__SOURCE__
=-=-=
L’Association des Jeunes Internationalistes publie un article rédigé par Cécile Mouchon, étudiante du Master en Relations Internationales à l’Université Paris II Panthéon-Assas & Sorbonne Université.
L’architecture gouvernementale en matière de défense et de sécurité nationale —et donc en matière de résolution de crises— est complexe, délicate, voire opaque. Pourtant, face à la multiplication des crises intérieures et extérieures, il est apparu primordial de définir et instaurer de nouvelles politiques de défense et de sécurité. En effet, afin d’être résolues de manière efficace et réactive, et afin d’éviter l’émergence de conflits ardents, les crises politiques et militaires nécessitent des actions préalables alliant des stratégies de prévention, de protection mais aussi d’intervention de forces armées. La frontière entre une crise politique, militaire, sociale et une situation concrète de conflit armé est étroite et le basculement vers des conflits mondiaux peut être brutal. De fait, selon le grand théoricien de la guerre, Carl von CLAUSEWITZ, une crise intervient en amont de tout conflit armé. En d’autres termes, une crise se définit comme une situation de désordre pouvant in fine entraîner le début d’un conflit, impliquant alors une opposition réelle entre deux ou plusieurs acteurs. Ainsi, afin d’éviter cette situation d’affrontement violent, voire de guerre à proprement parler, les dirigeants politiques se sont, de tout temps, attachés à résoudre ces crises, qu’elles soient majeures ou mineures selon les termes du Général BEAUFRE. Il apparait donc essentiel d’anticiper et organiser la gestion de ces crises.
=-=-=
__DONNÉES PRÉSENTÉES__
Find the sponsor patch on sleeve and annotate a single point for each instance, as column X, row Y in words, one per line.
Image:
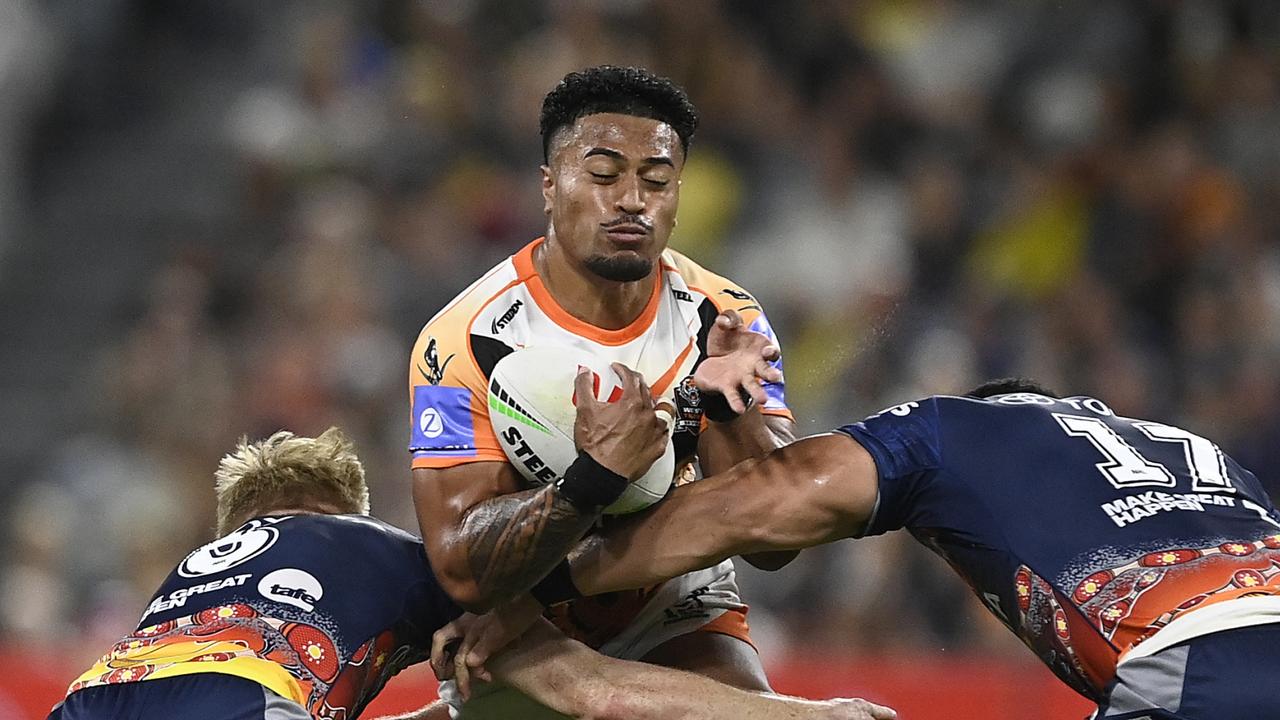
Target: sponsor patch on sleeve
column 442, row 423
=-=-=
__CONSIGNE À SUIVRE__
Rédigez la suite du texte sur la gestion des crises en matière de défense et de sécurité nationale. Les données proviennent d’une autre source que le texte.

__RÉPONSE__
En 1994, à la publication du second Livre blanc relatif à la stratégie défensive française, la politique de défense était manifestement marquée par la planification militaire, l’intervention armée et la dissuasion. La planification militaire s’inscrivait au coeur des interventions dites « humanitaires ». L’image du soldat « gardien de la paix » était vivement mise en avant et ce dernier présentait davantage un rôle d’interface et d’intermédiaire. Le militaire agissait alors moins dans ses fonctions et illustrait concrètement la vision de « paix perpétuelle » prônée au sortir de la Guerre Froide. Cependant, l’histoire de la gestion de crise en France a démontré une évolution significative des théories stratégiques et l’organisation gouvernementale en matière de conduite et résolution de crise semble désormais reposer sur une coordination solide entre les acteurs protégeant la Nation. De fait, de la planification militaire stricte au recours à l’arme nucléaire, c’est aujourd’hui la comprehensive approach développée par la doctrine anglo-saxonne qui prévaut. L’évolution de l’ordre mondial, l’affirmation de nouveaux acteurs belliqueux sur la scène internationale ou encore l’avènement des nouvelles technologies ont progressivement transformé la perception qu’ont les dirigeants politiques et ont entrainé une réorganisation de la défense et de la sécurité de la France. Une nouvelle culture du gouvernement face aux crises s’est développée, impliquant une gestion fondée sur l’anticipation, la coopération et le partage d’information.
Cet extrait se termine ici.